STATED EXERCISE
Copy exactly the lines from the "Target: hydraulic hose" line to the end, both included, and nothing else.

RECORDS TO USE
═══
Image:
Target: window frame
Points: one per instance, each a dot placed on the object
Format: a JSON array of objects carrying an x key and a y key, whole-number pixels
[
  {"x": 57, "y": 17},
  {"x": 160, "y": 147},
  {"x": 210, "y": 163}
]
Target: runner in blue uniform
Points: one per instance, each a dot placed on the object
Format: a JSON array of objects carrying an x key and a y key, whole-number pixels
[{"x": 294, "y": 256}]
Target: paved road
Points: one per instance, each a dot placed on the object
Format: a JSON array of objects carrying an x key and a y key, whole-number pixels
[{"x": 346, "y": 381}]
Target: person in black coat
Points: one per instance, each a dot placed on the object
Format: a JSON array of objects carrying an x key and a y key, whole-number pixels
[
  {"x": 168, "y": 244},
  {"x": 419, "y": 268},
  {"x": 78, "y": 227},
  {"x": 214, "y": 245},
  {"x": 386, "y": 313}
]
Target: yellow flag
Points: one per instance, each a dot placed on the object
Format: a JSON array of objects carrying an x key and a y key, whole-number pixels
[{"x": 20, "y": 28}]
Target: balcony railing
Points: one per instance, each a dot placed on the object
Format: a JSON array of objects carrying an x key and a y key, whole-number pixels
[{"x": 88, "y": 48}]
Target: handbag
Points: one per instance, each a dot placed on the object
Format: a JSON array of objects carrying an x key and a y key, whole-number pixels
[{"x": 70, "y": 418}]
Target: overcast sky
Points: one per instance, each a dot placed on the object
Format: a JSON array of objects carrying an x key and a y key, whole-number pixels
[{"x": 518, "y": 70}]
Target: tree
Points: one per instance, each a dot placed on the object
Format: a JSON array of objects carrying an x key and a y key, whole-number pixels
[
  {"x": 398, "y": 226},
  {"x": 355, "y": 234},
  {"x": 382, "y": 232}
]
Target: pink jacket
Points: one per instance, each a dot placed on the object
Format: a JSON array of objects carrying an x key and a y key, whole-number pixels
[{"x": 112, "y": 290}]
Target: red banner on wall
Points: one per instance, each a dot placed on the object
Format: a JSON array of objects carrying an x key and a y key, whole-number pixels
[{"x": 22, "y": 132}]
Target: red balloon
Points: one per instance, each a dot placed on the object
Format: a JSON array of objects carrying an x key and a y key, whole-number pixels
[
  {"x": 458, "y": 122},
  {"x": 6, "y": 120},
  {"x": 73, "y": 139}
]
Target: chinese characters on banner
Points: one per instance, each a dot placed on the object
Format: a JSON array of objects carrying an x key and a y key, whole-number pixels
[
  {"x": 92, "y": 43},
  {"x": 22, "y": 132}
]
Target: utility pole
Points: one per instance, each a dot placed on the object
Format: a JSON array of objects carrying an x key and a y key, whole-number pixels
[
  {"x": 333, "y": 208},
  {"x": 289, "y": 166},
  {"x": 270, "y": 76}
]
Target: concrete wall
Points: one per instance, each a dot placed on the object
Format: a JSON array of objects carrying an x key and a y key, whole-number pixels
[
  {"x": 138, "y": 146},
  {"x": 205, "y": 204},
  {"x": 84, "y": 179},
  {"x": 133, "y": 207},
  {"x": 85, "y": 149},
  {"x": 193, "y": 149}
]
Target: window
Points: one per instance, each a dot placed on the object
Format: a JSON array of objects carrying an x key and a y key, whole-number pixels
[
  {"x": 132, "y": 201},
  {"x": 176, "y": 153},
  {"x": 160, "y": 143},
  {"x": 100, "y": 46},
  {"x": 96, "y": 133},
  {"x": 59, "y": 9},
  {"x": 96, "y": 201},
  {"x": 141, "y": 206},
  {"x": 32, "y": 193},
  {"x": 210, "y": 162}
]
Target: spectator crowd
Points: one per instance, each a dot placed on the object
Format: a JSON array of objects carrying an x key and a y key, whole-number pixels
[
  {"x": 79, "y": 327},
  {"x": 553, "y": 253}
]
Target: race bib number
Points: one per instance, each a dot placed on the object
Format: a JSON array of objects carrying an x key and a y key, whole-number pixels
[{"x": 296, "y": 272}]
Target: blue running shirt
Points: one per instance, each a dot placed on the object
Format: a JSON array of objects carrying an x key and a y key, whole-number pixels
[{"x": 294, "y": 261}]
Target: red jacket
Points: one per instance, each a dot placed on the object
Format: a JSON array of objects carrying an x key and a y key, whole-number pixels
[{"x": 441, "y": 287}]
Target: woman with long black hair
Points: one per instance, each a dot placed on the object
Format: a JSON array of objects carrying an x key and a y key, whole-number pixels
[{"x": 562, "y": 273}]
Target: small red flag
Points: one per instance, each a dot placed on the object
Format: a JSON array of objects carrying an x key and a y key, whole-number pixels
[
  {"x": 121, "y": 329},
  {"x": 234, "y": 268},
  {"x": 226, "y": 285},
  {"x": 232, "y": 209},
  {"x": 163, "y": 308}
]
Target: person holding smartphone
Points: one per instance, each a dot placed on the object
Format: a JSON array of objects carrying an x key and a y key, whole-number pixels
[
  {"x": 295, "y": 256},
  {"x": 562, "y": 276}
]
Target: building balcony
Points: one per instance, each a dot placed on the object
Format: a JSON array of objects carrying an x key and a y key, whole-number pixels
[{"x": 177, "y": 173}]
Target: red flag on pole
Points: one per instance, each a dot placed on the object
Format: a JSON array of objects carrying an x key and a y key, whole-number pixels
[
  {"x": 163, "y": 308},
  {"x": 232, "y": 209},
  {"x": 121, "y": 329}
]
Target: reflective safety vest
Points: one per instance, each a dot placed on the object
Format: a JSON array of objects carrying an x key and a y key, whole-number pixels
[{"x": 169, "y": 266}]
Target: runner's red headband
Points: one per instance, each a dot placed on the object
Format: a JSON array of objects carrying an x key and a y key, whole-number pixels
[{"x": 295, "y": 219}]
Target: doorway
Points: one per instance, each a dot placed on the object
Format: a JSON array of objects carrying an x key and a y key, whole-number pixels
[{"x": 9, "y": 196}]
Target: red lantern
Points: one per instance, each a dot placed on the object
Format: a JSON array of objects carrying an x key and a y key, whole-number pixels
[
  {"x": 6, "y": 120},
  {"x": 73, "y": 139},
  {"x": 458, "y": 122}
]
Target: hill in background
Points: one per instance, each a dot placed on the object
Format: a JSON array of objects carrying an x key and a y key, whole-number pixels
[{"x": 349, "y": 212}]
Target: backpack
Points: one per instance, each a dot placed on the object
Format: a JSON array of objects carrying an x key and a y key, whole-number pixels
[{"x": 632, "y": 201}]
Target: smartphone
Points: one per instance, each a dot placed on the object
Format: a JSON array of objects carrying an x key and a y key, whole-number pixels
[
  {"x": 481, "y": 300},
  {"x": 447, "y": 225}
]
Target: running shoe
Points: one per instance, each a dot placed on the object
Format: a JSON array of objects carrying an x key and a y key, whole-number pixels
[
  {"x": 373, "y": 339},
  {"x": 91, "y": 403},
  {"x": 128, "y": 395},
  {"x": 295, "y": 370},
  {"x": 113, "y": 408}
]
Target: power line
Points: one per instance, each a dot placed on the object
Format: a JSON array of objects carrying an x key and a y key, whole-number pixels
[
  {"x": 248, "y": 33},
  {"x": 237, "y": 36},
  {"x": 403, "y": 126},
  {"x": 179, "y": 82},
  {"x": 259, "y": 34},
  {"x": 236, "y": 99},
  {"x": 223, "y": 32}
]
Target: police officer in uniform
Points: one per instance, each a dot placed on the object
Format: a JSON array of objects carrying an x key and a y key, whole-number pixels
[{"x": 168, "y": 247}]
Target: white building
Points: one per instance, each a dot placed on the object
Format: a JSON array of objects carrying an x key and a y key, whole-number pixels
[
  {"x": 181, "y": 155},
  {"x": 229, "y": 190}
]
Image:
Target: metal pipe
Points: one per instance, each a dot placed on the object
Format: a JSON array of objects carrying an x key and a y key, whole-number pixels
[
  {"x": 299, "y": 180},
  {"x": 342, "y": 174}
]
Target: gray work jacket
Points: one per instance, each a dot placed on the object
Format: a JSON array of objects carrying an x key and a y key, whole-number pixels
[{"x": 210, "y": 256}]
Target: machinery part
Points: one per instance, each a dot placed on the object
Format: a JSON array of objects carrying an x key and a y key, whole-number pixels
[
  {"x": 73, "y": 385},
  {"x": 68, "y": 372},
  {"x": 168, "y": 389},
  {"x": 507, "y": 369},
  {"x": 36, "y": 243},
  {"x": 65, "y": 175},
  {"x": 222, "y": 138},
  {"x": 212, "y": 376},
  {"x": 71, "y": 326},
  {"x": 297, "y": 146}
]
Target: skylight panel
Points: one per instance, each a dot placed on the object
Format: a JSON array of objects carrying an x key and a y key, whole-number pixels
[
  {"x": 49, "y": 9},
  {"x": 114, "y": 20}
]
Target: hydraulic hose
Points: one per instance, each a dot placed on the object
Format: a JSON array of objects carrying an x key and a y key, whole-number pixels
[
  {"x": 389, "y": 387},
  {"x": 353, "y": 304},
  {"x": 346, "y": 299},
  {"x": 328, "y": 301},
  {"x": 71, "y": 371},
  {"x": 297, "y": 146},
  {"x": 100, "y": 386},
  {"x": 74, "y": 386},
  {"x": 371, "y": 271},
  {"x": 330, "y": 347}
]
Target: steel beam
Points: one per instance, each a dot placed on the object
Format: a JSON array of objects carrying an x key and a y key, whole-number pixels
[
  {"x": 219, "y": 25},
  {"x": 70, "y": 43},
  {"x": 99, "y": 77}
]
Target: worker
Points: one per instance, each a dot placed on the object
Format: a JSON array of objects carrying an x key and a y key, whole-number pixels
═══
RESPONSE TO THIS TASK
Target: hydraulic hose
Points: one per instance, each a dot placed on the object
Format: a JSON array of objects carrying an x key and a y key, whole-number pixels
[
  {"x": 389, "y": 387},
  {"x": 353, "y": 304},
  {"x": 346, "y": 299},
  {"x": 328, "y": 301},
  {"x": 71, "y": 371},
  {"x": 297, "y": 146},
  {"x": 100, "y": 386},
  {"x": 74, "y": 386},
  {"x": 371, "y": 271},
  {"x": 330, "y": 347}
]
Target: steel beam
Points: one per instance, each a dot placed on the object
Format: a JSON array of objects carrying an x key and a y key, whole-number pixels
[
  {"x": 219, "y": 25},
  {"x": 70, "y": 43},
  {"x": 99, "y": 77}
]
Target: worker
Points: one per instance, each a dot placed on the object
Format: a JSON array of objects carrying an x key and a y key, whole-number pixels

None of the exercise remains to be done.